▸ **CHALLENGE A**: In the ROC classifier package documentation, rewrite the part starting with "A numeric scalar" and going on through "runif(n_train, 0, 2*pi)", putting "n_obs" in place of "n_train" each time it appears.
▸ **CHALLENGE B**: Translate this sentence from the ROC classifier package documentation into Spanish: "Estimate the AUC (Area Under the ROC Curve) for a fitted kernel model on new data."
▸ **CHALLENGE C**: Write what comes next in the ROC classifier package documentation, picking up after its last line.

▸ **SELECTED EXCERPT**:
>>>

Title: ROC-Optimizing Binary Classifiers
Version: 0.1.3
Description: Implements ROC (Receiver Operating Characteristic)–Optimizing Binary Classifiers, supporting both linear and kernel models. Both model types provide a variety of surrogate loss functions. In addition, linear models offer multiple regularization penalties, whereas kernel models support a range of kernel functions. Scalability for large datasets is achieved through approximation-based options, which accelerate training and make fitting feasible on large data. Utilities are provided for model training, prediction, and cross-validation. The implementation builds on the ROC-Optimizing Support Vector Machines. For more information, see Hernàndez-Orallo, José, et al. (2004) <doi:10.1145/1046456.1046489>, presented in the ROC Analysis in AI Workshop (ROCAI-2004).
License: MIT + file LICENSE
Encoding: UTF-8
Imports: stats, graphics, utils, ggplot2, fastDummies, kernlab, pracma, rsample, dplyr, caret
RoxygenNote: 7.3.2
Suggests: mlbench, knitr, rmarkdown, testthat (≥ 3.0.0)
Config/testthat/edition: 3
VignetteBuilder: knitr
URL: https://github.com/gimunBae/roclab
BugReports: https://github.com/gimunBae/roclab/issues
NeedsCompilation: no
Packaged: 2025-10-23 03:43:18 UTC; bgd55
Author: Gimun Bae [aut, cre], Seung Jun Shin [aut]
Maintainer: Gimun Bae <gimunbae0201@gmail.com>
Repository: CRAN
Date/Publication: 2025-10-28 08:20:02 UTC

utils-internal.R - Internal utilities for ROC-SVM

Description

These helper functions are used only inside the package (not exported). They handle pairwise difference construction, Adamax-based optimization, proximal updates for penalties, intercept estimation, and lambda max.

Usage

X.func.complete(X.plus, X.minus)

Generic function for AUC

Description

Compute AUC (Area Under the ROC Curve) for a fitted model. Dispatches to class-specific methods such as auc.roclearn.

Usage

auc(object, ...)

Arguments

object

A fitted model object.

...

Additional arguments passed to methods.

Value

Numeric scalar: estimated AUC.


Compute AUC for a fitted kernel model

Description

Estimate the AUC (Area Under the ROC Curve) for a fitted kernel model on new data.

Usage

## S3 method for class 'kroclearn'
auc(object, newdata, y, ...)

Arguments

object

A fitted model object of class "kroclearn" (kernel model).

newdata

A matrix or data.frame of test predictors. Must have the same structure as the training data (categorical variables are dummy-aligned automatically).

y

Response vector of test labels ({-1, 1} or convertible).

...

Not used.

Value

A numeric scalar giving the estimated AUC.

Examples

set.seed(123)

n_train <- 100
r_train <- sqrt(runif(n_train, 0.05, 1))
theta_train <- runif(n_train, 0, 2*pi)
X_train <- cbind(r_train * cos(theta_train), r_train * sin(theta_train))

<<<

Point-based annotation data
>>>

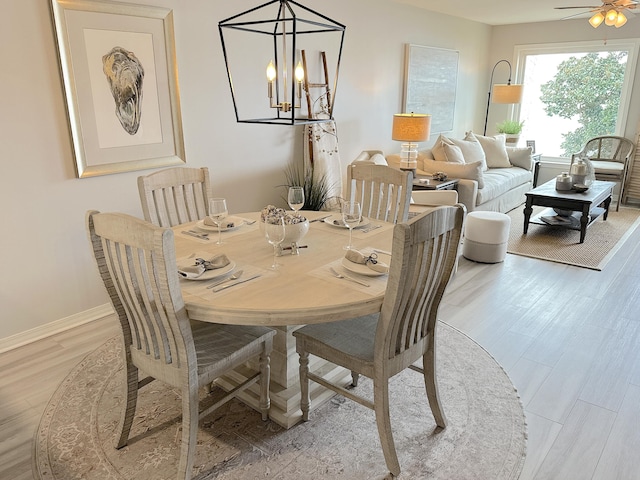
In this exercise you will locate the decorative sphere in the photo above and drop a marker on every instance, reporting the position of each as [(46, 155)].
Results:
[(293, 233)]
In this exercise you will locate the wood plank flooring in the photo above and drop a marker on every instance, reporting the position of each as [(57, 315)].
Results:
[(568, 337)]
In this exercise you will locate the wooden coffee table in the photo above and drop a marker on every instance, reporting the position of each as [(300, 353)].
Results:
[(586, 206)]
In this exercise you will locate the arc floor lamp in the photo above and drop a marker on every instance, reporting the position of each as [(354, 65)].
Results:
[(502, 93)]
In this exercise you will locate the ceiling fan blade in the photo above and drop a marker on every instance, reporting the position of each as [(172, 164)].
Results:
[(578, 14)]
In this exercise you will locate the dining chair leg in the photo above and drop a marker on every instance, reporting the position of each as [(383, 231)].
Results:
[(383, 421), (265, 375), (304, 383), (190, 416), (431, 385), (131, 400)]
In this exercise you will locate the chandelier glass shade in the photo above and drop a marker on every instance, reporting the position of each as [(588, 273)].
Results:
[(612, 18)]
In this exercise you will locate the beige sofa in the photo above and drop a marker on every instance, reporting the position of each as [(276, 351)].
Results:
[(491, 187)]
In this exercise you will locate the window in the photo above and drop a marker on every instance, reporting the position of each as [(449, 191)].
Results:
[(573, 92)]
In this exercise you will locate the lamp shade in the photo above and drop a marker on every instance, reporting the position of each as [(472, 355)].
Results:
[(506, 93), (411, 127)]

<<<

▸ **WRITTEN ANSWER A**:
A numeric scalar giving the estimated AUC.

Examples

set.seed(123)

n_obs <- 100
r_train <- sqrt(runif(n_obs, 0.05, 1))
theta_train <- runif(n_obs, 0, 2*pi)

▸ **WRITTEN ANSWER B**: Estima el AUC (área bajo la curva ROC) de un modelo kernel ajustado sobre datos nuevos.

▸ **WRITTEN ANSWER C**:
y_train <- ifelse(r_train < 0.5, 1, -1)

n_test <- 10
r_test <- sqrt(runif(n_test, 0.05, 1))
theta_test <- runif(n_test, 0, 2*pi)
X_test <- cbind(r_test * cos(theta_test), r_test * sin(theta_test))
y_test <- ifelse(r_test < 0.5, 1, -1)

fit <- kroclearn(X_train, y_train, lambda = 0.1,
  kernel = "radial", approx=TRUE)

auc(fit, X_test, y_test)

Compute AUC for a fitted linear model

Description

Estimate the AUC (Area Under the ROC Curve) for a fitted linear model on new data.

Usage

## S3 method for class 'roclearn'
auc(object, newdata, y, ...)

Arguments

object

A fitted model object of class "roclearn" (linear model).

newdata

A matrix or data.frame of test predictors. Must have the same structure as the training data (categorical variables are dummy-aligned automatically).

y

Response vector of test labels ({-1, 1} or convertible).

...

Not used.

Value

A numeric scalar giving the estimated AUC.

Examples

set.seed(123)

n_train <- 100
n_pos <- round(0.2 * n_train)
n_neg <- n_train - n_pos

X_train <- rbind(
  matrix(rnorm(2 * n_neg, mean = -1), ncol = 2),
  matrix(rnorm(2 * n_pos, mean =  1), ncol = 2)
)
y_train <- c(rep(-1, n_neg), rep(1, n_pos))

n_test <- 10
n_pos_test <- round(0.2 * n_test)
n_neg_test <- n_test - n_pos_test

X_test <- rbind(
  matrix(rnorm(2 * n_neg_test, mean = -1), ncol = 2),
  matrix(rnorm(2 * n_pos_test, mean =  1), ncol = 2)
)
y_test <- c(rep(-1, n_neg_test), rep(1, n_pos_test))

fit <- roclearn(X_train, y_train, lambda = 0.1, approx=TRUE)

auc(fit, X_test, y_test)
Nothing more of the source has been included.